[Object pointing dataset rows]

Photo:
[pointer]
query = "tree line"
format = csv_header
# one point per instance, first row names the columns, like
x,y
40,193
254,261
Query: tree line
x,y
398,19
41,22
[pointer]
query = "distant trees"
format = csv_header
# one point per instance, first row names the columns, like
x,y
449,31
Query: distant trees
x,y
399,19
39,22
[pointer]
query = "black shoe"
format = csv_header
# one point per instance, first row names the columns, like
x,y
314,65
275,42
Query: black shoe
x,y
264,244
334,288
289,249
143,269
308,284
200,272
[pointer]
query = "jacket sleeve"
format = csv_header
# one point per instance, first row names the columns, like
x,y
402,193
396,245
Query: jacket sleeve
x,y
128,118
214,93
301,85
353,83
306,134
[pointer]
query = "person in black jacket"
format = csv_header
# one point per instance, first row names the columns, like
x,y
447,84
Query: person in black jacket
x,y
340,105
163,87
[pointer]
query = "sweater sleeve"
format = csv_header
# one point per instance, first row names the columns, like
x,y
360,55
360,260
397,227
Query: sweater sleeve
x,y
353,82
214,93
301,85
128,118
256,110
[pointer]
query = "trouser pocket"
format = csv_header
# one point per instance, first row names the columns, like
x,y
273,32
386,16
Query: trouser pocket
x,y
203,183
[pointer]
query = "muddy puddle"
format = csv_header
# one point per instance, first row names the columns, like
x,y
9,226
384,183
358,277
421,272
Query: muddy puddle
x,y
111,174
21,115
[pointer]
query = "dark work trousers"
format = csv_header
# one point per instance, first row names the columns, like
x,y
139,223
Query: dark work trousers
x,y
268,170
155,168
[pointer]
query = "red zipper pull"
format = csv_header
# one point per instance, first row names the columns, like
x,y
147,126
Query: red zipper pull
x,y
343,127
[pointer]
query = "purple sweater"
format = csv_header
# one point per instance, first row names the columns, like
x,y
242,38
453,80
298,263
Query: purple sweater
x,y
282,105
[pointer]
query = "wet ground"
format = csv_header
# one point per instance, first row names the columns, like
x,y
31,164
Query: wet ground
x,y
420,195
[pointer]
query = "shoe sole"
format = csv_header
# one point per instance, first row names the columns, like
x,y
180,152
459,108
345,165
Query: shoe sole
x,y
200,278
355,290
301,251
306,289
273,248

- Given request
Write down every line of the data exactly as it appears above.

- Task answer
Photo:
[pointer]
query = "tree line"
format = csv_header
# one point per instance, first row names the columns, like
x,y
40,193
254,261
Query: tree line
x,y
398,19
41,22
[pointer]
query = "distant trees"
format = csv_header
# one point per instance, first row names the columns, like
x,y
449,31
Query: distant trees
x,y
399,19
39,22
[pointer]
query = "black shoe"
format = csv_header
# one point per instance, first row names the columns, like
x,y
314,65
275,42
Query: black shoe
x,y
264,244
334,288
289,249
143,269
308,284
200,272
[pointer]
query = "jacket sleeve"
format = csv_header
# one point per instance, first row names the columns, like
x,y
402,193
396,245
Query: jacket sleeve
x,y
128,118
214,93
301,85
353,83
306,134
[pointer]
query = "person in black jacket"
format = csv_header
# one point per instance, first row names the columns, like
x,y
447,84
Query: person in black jacket
x,y
340,105
163,87
[pointer]
query = "sweater sleeve"
format = csv_header
# one point per instance, first row names the columns, like
x,y
360,55
360,260
397,227
Query: sweater sleeve
x,y
353,82
214,93
301,85
128,118
256,110
[pointer]
query = "trouser pocket"
format = csv_header
# one point per instance, first row names the columns, like
x,y
273,32
386,16
Query: trouser pocket
x,y
203,183
[pointer]
query = "muddy puddle"
format = csv_header
# one point per instance, first row names the columns, like
x,y
9,226
384,183
358,277
421,272
Query: muddy puddle
x,y
111,174
21,115
[pointer]
query = "dark work trousers"
format = csv_header
# one point per instance, first row names the columns, like
x,y
139,223
Query: dark work trousers
x,y
268,170
155,168
[pointer]
query = "red zipper pull"
format = csv_header
# one point per instance, first row names the columns, like
x,y
147,126
Query: red zipper pull
x,y
343,127
[pointer]
query = "purple sweater"
format = csv_header
# one point per instance, first row names the columns, like
x,y
242,38
453,80
298,263
Query: purple sweater
x,y
282,105
[pointer]
query = "wet ground"
format = csv_header
# one point per instance, first row names the columns, like
x,y
31,164
Query: wet ground
x,y
420,195
[pointer]
query = "shoe sole"
format = csv_header
# one point per instance, first row names the columns, like
x,y
180,152
459,108
345,165
Query: shoe sole
x,y
200,278
355,290
301,251
306,289
273,248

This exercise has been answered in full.